* START ITEMS *

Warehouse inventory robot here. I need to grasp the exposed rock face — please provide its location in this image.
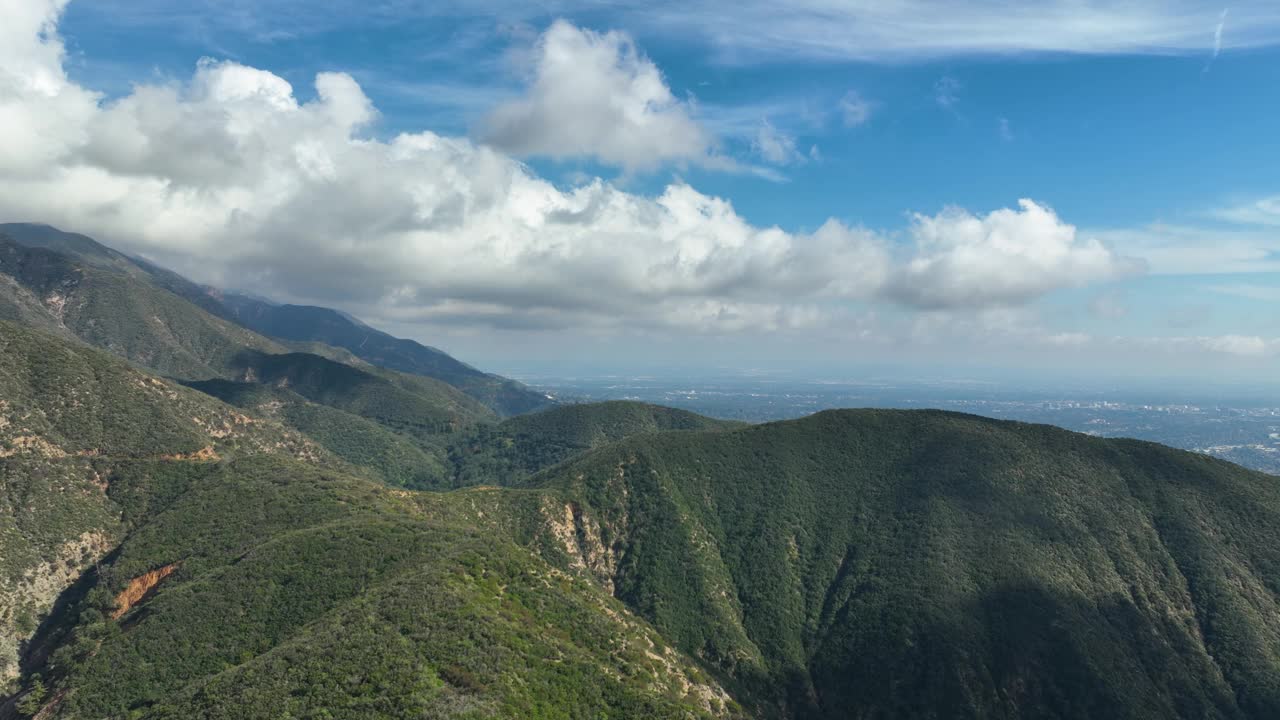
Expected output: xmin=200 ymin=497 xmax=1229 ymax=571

* END ITEMS *
* START ITEMS *

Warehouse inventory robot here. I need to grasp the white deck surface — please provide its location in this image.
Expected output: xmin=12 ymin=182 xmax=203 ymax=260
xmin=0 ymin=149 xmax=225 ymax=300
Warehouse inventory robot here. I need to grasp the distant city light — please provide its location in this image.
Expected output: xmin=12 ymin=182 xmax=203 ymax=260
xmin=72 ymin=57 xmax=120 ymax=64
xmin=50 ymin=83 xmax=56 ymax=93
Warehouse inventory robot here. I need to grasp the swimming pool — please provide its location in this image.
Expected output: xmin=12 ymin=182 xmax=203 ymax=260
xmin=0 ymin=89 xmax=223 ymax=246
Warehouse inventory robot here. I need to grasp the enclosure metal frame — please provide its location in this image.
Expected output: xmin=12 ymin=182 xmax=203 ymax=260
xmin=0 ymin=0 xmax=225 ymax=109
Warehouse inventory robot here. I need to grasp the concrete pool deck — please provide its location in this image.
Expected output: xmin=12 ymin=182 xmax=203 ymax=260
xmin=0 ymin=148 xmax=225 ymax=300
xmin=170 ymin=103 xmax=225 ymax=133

* END ITEMS *

> TASK BRIEF
Can you rewrite everything from "Warehouse inventory robot here. I need to grasp the exposed" down to "Expected output: xmin=200", with "exposed rock face" replaced by "weathered stone ledge" and nothing else changed? Leave the picture out of your answer.

> ANSWER TO THE TASK
Warehouse inventory robot here. I need to grasp the weathered stone ledge — please provide its location in this image.
Expected output: xmin=200 ymin=497 xmax=1229 ymax=571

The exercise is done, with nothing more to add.